WHAT THE TASK ASKS →
Reproduce the stretch of the wood-smoke article from "Courtesy of John" through "in urban areas.", keeping every word and mark as it appears.

## START TEXT EXCERPT

Less than 10 minutes after lighting, this woodstove fire built in top-down style is fully ablaze and sending no smoke up the chimney.
Courtesy of John Gulland
Less than 10 minutes after lighting, this woodstove fire built in top-down style is fully ablaze and sending no smoke up the chimney.

Rising annoyance over backyard fire pits in Minneapolis and other cities is bringing renewed attention to wood smoke’s contributions to air pollution, especially in urban areas.

To the extent this helps people become more conscientious in how they use their fireplaces and wood stoves, it’s a good thing. But go looking for guidance on minimizing your smoke pollution and you’ll find a curious imbalance — lots about choosing equipment and fuels, little about how to use them.

For example, the Minnesota Pollution Control Agency offers plentiful suggestions about upgrading inefficient or dirty old equipment, selecting proper firewood, what not to burn, and so on. So does the U.S. Environmental Protection Agency.

But on technique, the official guidance pretty much starts and ends with recommendations to “Avoid smoky fires” or “Build small, hot fires.”

Well, yes. But how?

Perfect equipment, miserable results
It is quite possible – trust me, because I’ve done it – to put perfect firewood into a state-of-the-art stove, complete with catalytic converter and precision airflow controls, and still produce a steaming, smoldering mess that stinks up the neighborhood.

It is also possible, I have since learned, to arrange less-than-perfect wood in ordinary equipment — or even outdoors — and create a fire so fast and hot it produces almost no smoke and consumes everything save the finest, powdery mineral ash. Because smoke is essentially unburnt fuel, learning how to do this not only reduces pollution but raises efficiency.

Plenty of online woodburner communities promote best practices through shared expertise. Of these, woodheat.org has become my hands-down personal favorite.

That’s where I learned about the “top-down fire,” a relatively new approach that not only minimizes smoke pollution and maximizes fuel efficiency, but also eliminates nearly all the fuss of poking and restoking to keep the fire hot and high.

## END TEXT EXCERPT
## START ROWS

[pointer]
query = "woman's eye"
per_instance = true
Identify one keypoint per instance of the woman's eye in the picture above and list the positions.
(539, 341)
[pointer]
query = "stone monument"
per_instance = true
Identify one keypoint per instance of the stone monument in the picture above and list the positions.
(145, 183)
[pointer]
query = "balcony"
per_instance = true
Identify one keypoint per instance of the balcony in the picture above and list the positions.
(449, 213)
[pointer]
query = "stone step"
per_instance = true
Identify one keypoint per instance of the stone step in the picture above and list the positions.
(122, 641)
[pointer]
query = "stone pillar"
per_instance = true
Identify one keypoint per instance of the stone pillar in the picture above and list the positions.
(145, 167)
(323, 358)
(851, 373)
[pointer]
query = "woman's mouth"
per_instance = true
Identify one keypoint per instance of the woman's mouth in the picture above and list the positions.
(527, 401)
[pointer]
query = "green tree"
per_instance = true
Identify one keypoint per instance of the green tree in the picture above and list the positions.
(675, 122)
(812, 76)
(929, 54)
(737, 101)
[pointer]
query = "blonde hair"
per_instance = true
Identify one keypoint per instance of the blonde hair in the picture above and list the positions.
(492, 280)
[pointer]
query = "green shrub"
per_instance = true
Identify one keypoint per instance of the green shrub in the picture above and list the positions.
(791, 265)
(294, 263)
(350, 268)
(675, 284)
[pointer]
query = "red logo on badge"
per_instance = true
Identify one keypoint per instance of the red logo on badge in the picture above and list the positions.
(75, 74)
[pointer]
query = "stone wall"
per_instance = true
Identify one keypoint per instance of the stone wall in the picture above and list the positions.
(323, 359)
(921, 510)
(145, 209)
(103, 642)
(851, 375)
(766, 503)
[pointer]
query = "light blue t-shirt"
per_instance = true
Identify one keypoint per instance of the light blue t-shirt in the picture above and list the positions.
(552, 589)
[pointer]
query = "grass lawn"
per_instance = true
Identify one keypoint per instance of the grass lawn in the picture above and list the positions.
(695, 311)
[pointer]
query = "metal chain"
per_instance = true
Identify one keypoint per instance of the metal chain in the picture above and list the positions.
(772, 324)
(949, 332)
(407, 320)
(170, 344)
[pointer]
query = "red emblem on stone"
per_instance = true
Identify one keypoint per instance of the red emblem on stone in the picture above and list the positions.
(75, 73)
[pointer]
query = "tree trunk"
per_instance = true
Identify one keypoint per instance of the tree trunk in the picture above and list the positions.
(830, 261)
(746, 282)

## END ROWS

RESULT →
Courtesy of John Gulland
Less than 10 minutes after lighting, this woodstove fire built in top-down style is fully ablaze and sending no smoke up the chimney.

Rising annoyance over backyard fire pits in Minneapolis and other cities is bringing renewed attention to wood smoke’s contributions to air pollution, especially in urban areas.